Select each line in the listing that contains the word "black", matching case exactly, and copy those lines out.

+++

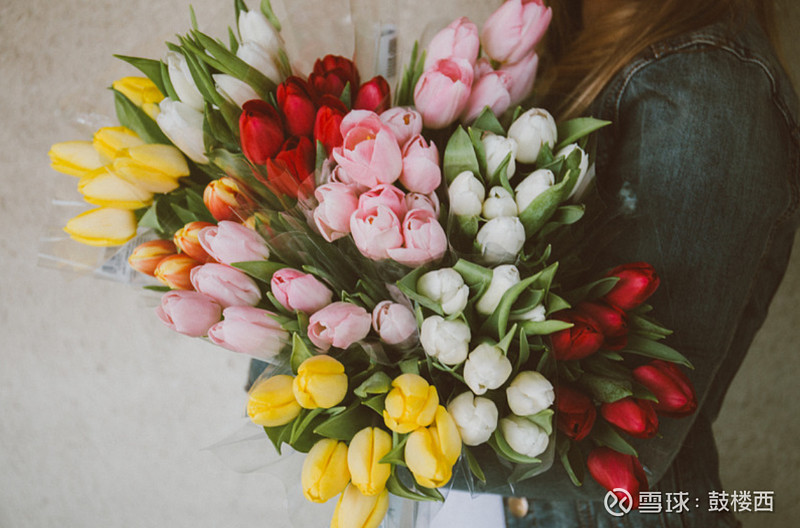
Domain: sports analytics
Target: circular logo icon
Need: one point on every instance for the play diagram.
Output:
(618, 506)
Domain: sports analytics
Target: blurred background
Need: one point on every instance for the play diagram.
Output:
(106, 412)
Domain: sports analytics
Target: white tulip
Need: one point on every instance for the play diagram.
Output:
(500, 239)
(524, 436)
(475, 417)
(497, 148)
(535, 184)
(445, 286)
(183, 125)
(466, 195)
(499, 203)
(448, 341)
(503, 278)
(531, 130)
(486, 368)
(182, 81)
(530, 393)
(236, 91)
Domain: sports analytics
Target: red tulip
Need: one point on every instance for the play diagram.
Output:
(296, 102)
(582, 340)
(261, 131)
(637, 282)
(611, 320)
(292, 167)
(635, 417)
(675, 393)
(614, 470)
(332, 73)
(373, 95)
(576, 413)
(328, 120)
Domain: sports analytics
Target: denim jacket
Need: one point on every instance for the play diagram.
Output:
(701, 163)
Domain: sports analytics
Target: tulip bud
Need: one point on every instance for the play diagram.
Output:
(394, 322)
(475, 417)
(188, 313)
(226, 199)
(367, 448)
(499, 203)
(356, 510)
(186, 238)
(524, 436)
(530, 393)
(146, 256)
(339, 324)
(431, 452)
(272, 403)
(576, 413)
(531, 130)
(295, 290)
(501, 239)
(447, 341)
(250, 331)
(175, 271)
(410, 404)
(503, 278)
(325, 472)
(445, 286)
(637, 282)
(613, 470)
(466, 195)
(229, 286)
(635, 417)
(486, 368)
(675, 393)
(535, 184)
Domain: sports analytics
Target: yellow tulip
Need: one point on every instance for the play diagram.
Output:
(431, 452)
(320, 382)
(356, 510)
(272, 402)
(410, 404)
(367, 447)
(154, 168)
(103, 187)
(104, 226)
(325, 472)
(110, 141)
(75, 158)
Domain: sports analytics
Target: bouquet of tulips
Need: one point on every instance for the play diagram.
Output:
(390, 256)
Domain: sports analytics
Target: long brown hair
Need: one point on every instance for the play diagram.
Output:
(580, 60)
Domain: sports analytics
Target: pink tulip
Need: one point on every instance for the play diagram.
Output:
(369, 153)
(375, 231)
(512, 31)
(385, 195)
(337, 202)
(458, 40)
(492, 90)
(250, 331)
(404, 122)
(188, 312)
(424, 240)
(231, 242)
(394, 322)
(442, 91)
(228, 286)
(421, 172)
(299, 291)
(339, 324)
(523, 75)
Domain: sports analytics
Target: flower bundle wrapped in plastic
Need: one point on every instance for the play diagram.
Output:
(394, 262)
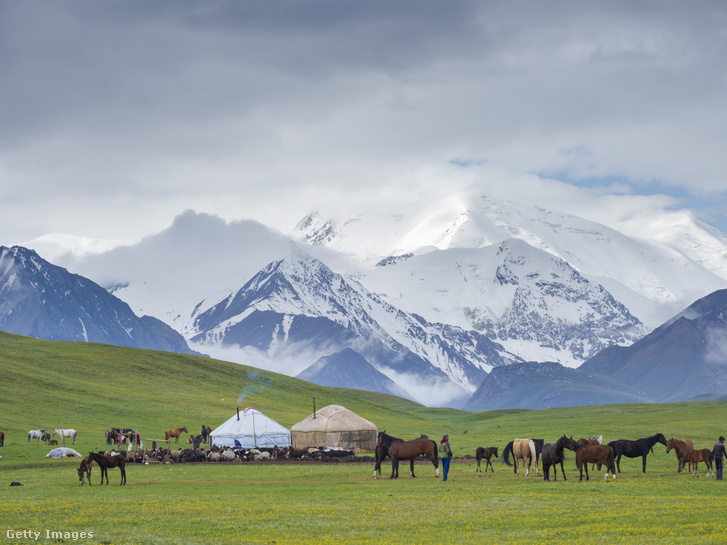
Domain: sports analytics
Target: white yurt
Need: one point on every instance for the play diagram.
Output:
(334, 426)
(252, 429)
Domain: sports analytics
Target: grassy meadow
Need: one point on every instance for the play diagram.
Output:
(93, 387)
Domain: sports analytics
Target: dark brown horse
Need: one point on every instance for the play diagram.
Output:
(84, 470)
(175, 433)
(600, 454)
(485, 453)
(553, 454)
(681, 449)
(399, 449)
(694, 457)
(591, 442)
(106, 462)
(380, 454)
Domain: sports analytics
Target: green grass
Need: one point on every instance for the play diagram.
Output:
(93, 387)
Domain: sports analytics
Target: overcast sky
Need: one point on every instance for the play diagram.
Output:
(117, 116)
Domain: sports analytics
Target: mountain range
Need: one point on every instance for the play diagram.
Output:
(435, 305)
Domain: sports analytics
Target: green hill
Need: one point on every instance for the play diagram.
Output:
(92, 387)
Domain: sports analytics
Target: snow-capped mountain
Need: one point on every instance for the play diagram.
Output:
(654, 277)
(41, 300)
(299, 306)
(433, 298)
(533, 303)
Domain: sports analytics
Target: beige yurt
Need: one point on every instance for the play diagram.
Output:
(334, 426)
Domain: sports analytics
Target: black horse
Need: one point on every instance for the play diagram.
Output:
(380, 454)
(634, 449)
(553, 454)
(105, 462)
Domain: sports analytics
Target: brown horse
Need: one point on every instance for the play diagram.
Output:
(521, 449)
(591, 442)
(681, 449)
(105, 462)
(485, 453)
(85, 470)
(175, 433)
(600, 454)
(694, 457)
(399, 449)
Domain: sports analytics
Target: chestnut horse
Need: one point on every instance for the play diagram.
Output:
(175, 433)
(105, 462)
(681, 449)
(521, 449)
(485, 453)
(399, 449)
(600, 454)
(694, 457)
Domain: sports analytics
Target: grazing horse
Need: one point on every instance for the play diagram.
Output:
(485, 453)
(553, 454)
(695, 456)
(85, 470)
(380, 454)
(408, 450)
(36, 434)
(521, 449)
(681, 449)
(65, 433)
(600, 454)
(634, 449)
(175, 433)
(105, 462)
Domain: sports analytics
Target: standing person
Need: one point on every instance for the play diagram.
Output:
(719, 452)
(445, 454)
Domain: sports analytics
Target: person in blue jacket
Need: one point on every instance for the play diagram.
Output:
(445, 454)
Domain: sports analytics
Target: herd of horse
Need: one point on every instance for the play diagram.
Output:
(530, 451)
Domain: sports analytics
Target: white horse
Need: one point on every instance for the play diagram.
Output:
(65, 433)
(36, 434)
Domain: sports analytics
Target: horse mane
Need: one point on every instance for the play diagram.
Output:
(388, 439)
(506, 452)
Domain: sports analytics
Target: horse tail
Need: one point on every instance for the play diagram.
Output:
(505, 455)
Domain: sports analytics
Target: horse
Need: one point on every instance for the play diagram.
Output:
(693, 458)
(36, 434)
(485, 453)
(591, 442)
(681, 449)
(600, 454)
(521, 449)
(553, 454)
(408, 450)
(634, 449)
(105, 462)
(174, 433)
(65, 433)
(85, 470)
(380, 454)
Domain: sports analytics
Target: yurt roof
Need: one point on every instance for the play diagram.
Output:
(253, 430)
(333, 418)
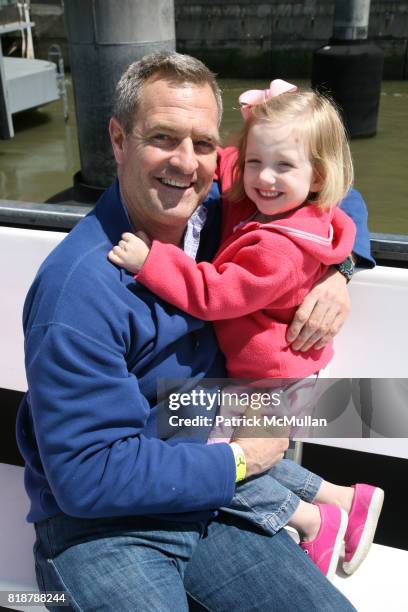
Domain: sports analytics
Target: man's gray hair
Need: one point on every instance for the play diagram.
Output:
(170, 65)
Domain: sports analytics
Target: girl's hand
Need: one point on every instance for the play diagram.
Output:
(131, 252)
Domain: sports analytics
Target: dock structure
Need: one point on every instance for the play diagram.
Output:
(24, 82)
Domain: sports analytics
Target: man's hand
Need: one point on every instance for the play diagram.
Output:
(131, 252)
(322, 313)
(261, 453)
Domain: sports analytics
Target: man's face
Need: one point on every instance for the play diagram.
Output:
(166, 164)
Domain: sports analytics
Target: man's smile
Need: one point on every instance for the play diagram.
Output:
(174, 183)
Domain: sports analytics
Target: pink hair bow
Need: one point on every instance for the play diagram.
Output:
(252, 97)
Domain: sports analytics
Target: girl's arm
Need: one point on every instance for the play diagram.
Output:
(253, 278)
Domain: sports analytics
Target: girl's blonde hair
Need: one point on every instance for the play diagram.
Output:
(323, 133)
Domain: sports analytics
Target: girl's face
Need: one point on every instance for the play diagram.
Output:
(278, 174)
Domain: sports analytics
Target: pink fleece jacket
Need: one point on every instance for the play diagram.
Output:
(258, 278)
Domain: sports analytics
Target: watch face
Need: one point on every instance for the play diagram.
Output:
(347, 267)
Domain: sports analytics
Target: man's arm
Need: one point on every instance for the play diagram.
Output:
(324, 310)
(90, 417)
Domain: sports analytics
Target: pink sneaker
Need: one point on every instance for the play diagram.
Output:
(325, 549)
(362, 523)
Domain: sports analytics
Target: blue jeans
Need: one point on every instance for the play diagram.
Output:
(134, 564)
(269, 500)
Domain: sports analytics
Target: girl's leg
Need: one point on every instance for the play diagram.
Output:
(330, 493)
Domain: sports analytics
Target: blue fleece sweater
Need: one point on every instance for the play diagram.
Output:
(96, 342)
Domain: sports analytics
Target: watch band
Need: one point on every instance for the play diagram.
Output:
(240, 461)
(346, 268)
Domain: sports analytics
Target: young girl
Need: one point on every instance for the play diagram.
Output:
(281, 231)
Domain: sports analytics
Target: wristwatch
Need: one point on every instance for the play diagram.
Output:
(346, 268)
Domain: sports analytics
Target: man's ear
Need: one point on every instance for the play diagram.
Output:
(117, 136)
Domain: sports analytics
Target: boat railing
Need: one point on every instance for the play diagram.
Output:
(372, 344)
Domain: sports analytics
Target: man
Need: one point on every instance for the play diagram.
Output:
(125, 520)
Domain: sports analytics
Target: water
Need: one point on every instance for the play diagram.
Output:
(42, 158)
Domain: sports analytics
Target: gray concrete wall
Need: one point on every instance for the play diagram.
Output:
(249, 38)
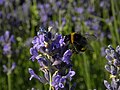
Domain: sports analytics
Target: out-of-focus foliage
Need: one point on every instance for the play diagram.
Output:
(23, 18)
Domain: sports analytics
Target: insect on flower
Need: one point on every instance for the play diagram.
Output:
(79, 43)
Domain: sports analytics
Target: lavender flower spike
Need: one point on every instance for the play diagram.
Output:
(113, 58)
(54, 58)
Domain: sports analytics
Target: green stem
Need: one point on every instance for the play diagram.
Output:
(9, 73)
(9, 81)
(50, 87)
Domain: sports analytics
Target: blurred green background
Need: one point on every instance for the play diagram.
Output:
(23, 18)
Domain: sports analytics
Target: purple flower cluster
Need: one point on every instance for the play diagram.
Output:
(53, 56)
(113, 67)
(6, 40)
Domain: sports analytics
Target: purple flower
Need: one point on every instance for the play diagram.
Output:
(66, 56)
(113, 58)
(6, 41)
(33, 75)
(9, 70)
(34, 53)
(53, 56)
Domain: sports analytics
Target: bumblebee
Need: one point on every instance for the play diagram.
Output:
(78, 42)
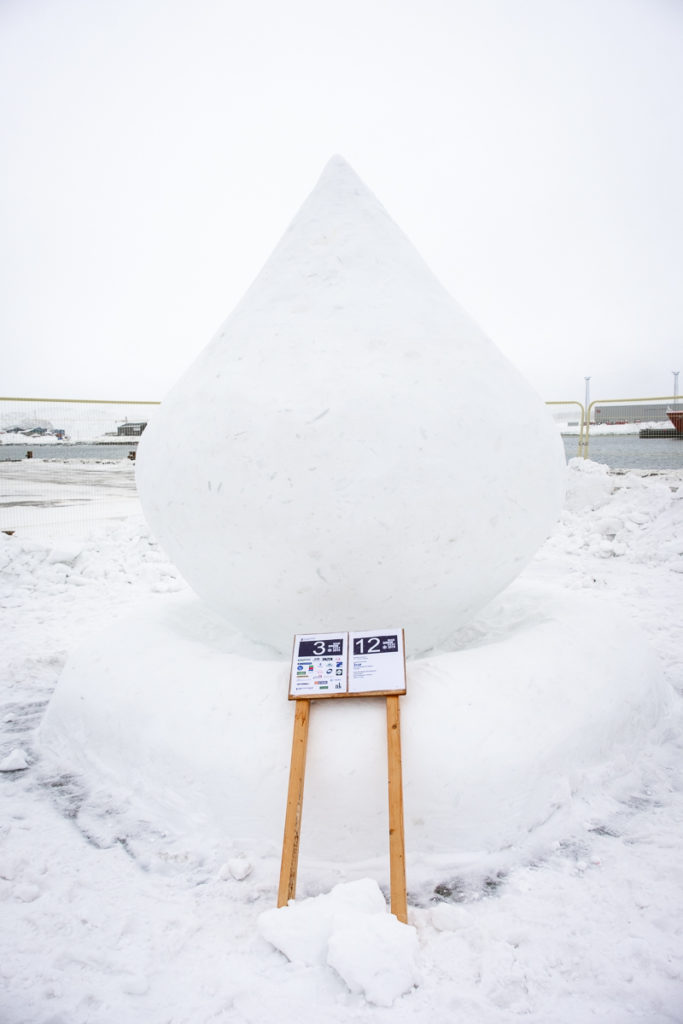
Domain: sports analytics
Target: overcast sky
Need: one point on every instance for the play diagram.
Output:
(155, 152)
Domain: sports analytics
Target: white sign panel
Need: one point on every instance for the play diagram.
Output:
(319, 665)
(377, 662)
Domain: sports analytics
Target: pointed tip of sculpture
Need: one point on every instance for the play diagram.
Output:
(338, 170)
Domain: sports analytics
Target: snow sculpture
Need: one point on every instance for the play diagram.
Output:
(349, 451)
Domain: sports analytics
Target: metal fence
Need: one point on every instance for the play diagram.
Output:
(66, 464)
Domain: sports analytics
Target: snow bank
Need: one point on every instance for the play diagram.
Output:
(349, 930)
(196, 722)
(372, 457)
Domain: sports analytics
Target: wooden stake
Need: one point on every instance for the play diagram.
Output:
(290, 862)
(396, 837)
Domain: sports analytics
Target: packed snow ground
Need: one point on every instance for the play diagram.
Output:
(108, 918)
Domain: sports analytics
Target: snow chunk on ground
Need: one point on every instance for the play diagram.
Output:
(350, 930)
(15, 761)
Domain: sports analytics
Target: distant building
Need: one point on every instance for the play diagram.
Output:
(631, 413)
(130, 429)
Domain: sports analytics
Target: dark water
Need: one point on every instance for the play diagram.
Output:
(630, 451)
(94, 453)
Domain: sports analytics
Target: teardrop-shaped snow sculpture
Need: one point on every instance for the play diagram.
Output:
(349, 452)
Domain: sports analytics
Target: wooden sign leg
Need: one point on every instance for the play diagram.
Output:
(396, 836)
(290, 861)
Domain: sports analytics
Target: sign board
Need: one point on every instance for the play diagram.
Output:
(319, 665)
(369, 663)
(377, 662)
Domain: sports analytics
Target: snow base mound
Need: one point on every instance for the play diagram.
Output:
(197, 724)
(349, 930)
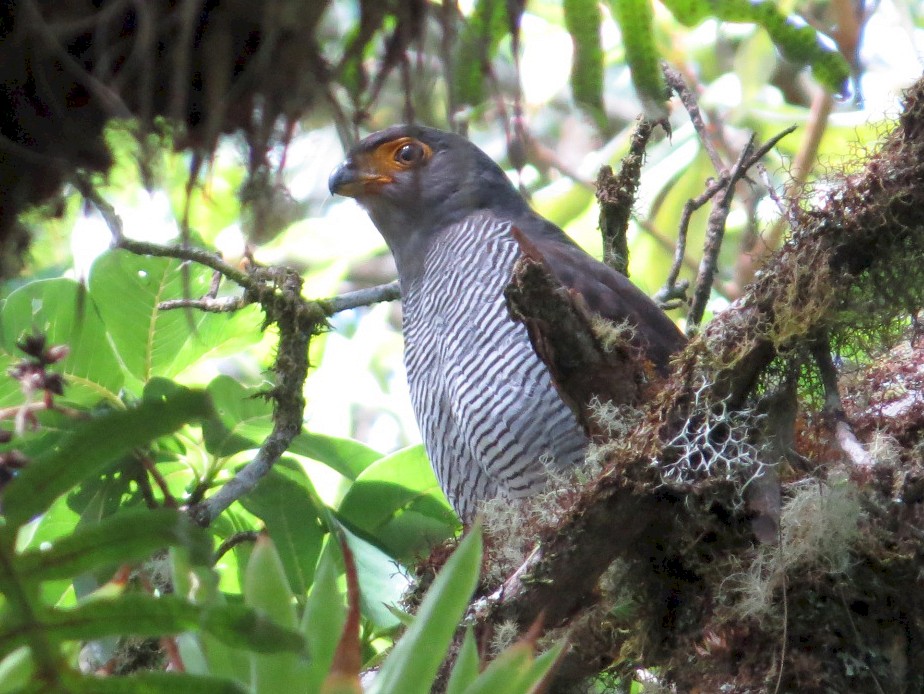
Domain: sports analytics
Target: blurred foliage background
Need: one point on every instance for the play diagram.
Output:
(552, 100)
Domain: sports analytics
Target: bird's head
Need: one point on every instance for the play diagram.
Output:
(415, 181)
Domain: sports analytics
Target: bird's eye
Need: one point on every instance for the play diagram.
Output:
(411, 153)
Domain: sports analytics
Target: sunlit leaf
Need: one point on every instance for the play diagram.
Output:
(465, 670)
(322, 621)
(415, 659)
(64, 312)
(92, 446)
(398, 500)
(152, 342)
(127, 536)
(381, 581)
(283, 500)
(243, 418)
(346, 456)
(144, 615)
(267, 590)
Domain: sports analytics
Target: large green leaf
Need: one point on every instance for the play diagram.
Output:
(151, 342)
(267, 590)
(398, 501)
(413, 663)
(125, 537)
(381, 583)
(92, 446)
(243, 418)
(285, 501)
(63, 311)
(347, 456)
(153, 683)
(322, 621)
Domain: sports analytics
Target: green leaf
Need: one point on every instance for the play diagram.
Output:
(284, 500)
(92, 446)
(266, 589)
(243, 418)
(797, 41)
(398, 501)
(322, 621)
(154, 683)
(127, 288)
(346, 456)
(15, 670)
(413, 663)
(636, 22)
(126, 537)
(144, 615)
(465, 671)
(380, 581)
(582, 20)
(515, 670)
(65, 313)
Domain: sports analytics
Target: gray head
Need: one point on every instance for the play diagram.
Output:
(415, 181)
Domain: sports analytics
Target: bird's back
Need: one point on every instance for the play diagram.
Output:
(488, 411)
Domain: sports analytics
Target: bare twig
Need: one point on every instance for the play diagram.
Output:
(750, 261)
(834, 408)
(361, 297)
(715, 229)
(672, 289)
(616, 194)
(715, 232)
(676, 82)
(227, 304)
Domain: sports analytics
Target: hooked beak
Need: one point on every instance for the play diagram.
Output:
(353, 181)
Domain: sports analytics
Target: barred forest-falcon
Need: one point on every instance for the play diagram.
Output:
(489, 413)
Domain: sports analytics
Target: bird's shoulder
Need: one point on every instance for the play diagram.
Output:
(607, 292)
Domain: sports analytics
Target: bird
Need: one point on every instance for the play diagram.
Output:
(492, 422)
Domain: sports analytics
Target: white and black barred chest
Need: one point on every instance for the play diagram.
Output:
(488, 412)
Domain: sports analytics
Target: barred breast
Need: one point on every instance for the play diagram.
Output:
(490, 417)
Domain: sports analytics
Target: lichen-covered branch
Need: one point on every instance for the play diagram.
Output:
(712, 607)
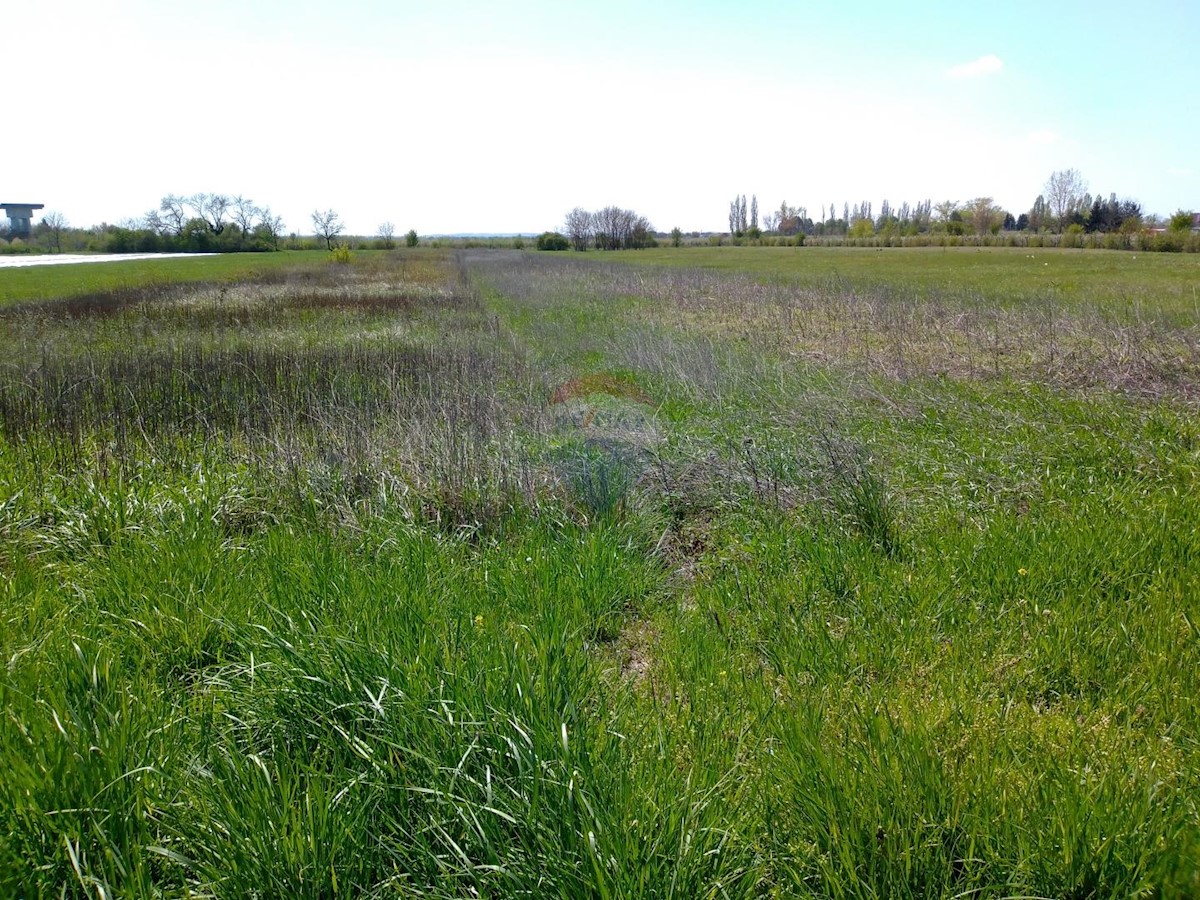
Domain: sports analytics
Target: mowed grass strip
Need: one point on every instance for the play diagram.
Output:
(1162, 282)
(46, 282)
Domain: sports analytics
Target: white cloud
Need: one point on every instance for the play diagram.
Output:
(985, 65)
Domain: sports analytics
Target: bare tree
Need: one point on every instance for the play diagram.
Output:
(271, 226)
(580, 227)
(244, 215)
(1065, 192)
(327, 225)
(174, 213)
(211, 208)
(946, 209)
(983, 214)
(55, 222)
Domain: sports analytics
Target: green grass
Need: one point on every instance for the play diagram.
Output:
(503, 574)
(58, 281)
(1000, 274)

+++

== Answer to this task ==
Target: black horse
Target: white and black barred chest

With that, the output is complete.